[Object location annotation data]
━━━━━━━━━━━━━━━━

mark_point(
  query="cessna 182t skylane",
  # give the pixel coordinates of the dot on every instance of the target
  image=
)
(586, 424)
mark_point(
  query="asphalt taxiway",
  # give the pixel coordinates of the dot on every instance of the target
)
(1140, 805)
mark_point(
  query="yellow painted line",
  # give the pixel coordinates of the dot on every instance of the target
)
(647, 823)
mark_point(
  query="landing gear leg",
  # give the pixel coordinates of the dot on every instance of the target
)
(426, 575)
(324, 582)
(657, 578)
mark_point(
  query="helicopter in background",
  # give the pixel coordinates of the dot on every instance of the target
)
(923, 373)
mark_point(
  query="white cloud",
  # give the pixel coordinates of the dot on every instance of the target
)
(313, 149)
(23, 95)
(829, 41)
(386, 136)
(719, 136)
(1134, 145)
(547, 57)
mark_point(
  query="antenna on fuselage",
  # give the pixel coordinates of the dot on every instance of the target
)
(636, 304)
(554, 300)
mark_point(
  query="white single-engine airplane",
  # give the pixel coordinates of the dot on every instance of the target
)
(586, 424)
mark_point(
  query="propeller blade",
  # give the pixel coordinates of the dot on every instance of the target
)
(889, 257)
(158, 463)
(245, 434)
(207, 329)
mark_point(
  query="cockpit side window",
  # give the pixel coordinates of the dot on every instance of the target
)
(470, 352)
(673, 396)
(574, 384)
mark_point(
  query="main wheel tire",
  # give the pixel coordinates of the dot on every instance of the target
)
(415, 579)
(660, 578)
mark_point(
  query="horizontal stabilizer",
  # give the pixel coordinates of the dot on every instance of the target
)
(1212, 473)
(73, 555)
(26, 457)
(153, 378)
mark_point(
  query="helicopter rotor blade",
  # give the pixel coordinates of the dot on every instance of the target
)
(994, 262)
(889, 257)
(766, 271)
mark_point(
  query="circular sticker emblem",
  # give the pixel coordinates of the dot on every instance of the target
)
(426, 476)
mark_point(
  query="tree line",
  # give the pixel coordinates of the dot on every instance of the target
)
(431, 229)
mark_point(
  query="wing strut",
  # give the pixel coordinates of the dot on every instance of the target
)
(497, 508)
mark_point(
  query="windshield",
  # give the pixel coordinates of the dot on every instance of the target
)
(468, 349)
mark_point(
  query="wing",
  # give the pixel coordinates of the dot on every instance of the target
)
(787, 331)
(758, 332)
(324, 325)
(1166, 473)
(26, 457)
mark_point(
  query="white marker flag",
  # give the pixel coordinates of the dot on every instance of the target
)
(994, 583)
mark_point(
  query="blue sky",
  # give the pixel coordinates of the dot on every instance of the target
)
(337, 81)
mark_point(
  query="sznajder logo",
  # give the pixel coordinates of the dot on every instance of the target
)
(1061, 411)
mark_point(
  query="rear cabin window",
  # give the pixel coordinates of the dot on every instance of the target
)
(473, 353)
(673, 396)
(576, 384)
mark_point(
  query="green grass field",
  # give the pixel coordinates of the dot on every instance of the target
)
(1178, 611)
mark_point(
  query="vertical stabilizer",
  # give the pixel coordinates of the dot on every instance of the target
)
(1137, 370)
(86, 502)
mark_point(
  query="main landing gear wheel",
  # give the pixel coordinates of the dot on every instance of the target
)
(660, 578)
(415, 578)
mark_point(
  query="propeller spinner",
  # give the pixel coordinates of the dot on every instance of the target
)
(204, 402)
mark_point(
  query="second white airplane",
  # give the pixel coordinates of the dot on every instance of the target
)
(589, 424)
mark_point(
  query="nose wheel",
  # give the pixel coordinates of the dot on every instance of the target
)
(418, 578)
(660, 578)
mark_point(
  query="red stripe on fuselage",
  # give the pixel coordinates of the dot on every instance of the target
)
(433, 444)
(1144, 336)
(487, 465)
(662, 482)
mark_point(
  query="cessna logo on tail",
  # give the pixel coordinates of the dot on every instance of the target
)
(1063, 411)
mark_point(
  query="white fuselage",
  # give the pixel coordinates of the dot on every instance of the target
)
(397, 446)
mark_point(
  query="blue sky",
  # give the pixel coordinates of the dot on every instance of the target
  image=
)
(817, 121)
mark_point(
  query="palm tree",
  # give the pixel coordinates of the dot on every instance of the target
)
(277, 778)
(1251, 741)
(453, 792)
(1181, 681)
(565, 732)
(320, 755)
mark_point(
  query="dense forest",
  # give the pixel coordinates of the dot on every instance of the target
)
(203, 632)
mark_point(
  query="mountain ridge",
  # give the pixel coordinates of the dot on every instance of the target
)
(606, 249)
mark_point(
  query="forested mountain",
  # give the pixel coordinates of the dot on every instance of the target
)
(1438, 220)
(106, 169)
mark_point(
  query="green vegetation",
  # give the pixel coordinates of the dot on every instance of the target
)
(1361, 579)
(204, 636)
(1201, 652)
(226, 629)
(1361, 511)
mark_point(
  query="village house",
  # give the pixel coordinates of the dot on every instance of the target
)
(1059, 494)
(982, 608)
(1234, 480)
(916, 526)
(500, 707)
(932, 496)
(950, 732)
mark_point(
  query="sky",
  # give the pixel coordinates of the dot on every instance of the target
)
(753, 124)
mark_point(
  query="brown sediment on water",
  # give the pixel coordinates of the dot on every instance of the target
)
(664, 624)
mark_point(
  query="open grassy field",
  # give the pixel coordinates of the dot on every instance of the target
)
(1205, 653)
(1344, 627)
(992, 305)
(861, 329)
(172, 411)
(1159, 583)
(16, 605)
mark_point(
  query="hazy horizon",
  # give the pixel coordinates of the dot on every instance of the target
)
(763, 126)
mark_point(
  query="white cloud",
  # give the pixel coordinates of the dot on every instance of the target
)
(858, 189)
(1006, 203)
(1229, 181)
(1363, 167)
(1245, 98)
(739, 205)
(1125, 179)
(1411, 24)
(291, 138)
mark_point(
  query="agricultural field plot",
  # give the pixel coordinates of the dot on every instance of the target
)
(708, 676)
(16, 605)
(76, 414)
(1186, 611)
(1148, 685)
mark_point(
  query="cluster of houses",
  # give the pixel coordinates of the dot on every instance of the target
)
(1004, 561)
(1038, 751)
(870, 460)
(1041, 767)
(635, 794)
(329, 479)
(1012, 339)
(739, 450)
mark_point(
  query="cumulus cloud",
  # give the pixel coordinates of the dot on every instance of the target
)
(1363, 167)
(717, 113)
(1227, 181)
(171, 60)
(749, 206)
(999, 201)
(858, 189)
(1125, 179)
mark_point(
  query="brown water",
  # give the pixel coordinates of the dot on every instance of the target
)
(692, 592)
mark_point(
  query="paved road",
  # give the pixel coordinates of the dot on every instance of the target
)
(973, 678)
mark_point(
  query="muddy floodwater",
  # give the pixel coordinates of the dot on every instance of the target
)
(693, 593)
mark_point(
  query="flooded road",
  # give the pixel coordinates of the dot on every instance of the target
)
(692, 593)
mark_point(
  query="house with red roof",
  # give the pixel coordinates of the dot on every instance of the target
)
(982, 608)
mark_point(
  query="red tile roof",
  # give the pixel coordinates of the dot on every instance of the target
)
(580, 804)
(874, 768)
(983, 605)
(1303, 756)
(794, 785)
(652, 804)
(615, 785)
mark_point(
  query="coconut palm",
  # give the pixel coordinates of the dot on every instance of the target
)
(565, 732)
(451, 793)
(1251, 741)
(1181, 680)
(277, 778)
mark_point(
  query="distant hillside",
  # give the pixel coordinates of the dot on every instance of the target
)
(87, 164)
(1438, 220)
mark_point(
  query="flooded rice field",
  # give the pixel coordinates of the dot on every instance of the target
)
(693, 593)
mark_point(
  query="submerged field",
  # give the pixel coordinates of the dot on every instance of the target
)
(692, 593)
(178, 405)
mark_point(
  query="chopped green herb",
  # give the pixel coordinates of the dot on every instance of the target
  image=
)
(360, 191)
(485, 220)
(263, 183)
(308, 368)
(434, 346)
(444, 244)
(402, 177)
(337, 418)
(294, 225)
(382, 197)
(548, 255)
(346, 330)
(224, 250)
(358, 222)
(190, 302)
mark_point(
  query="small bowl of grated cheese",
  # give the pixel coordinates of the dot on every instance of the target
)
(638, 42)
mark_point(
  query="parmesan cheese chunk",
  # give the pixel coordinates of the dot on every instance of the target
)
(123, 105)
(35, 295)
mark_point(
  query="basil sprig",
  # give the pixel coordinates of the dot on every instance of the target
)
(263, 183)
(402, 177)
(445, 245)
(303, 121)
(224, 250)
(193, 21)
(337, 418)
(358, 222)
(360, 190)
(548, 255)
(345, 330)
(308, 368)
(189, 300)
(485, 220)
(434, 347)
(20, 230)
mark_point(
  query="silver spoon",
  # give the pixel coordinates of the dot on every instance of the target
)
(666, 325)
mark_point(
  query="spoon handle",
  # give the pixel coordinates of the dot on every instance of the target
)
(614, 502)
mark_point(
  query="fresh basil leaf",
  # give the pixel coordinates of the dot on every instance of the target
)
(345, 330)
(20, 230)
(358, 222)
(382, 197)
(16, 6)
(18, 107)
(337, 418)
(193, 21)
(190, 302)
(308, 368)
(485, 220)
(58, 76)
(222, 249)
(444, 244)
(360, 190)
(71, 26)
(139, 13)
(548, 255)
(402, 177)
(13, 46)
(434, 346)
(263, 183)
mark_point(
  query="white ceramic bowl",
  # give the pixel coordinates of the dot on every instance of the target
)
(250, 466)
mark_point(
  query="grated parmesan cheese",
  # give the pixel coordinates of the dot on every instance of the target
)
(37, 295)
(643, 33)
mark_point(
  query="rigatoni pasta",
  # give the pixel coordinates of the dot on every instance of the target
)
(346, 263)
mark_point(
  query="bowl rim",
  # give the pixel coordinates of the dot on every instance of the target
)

━━━━━━━━━━━━━━━━

▸ **What the exercise asks**:
Pull out every line in the records that contains the word "spoon".

▸ **Output for this task**:
  query="silver spoon",
  query="spoon handle",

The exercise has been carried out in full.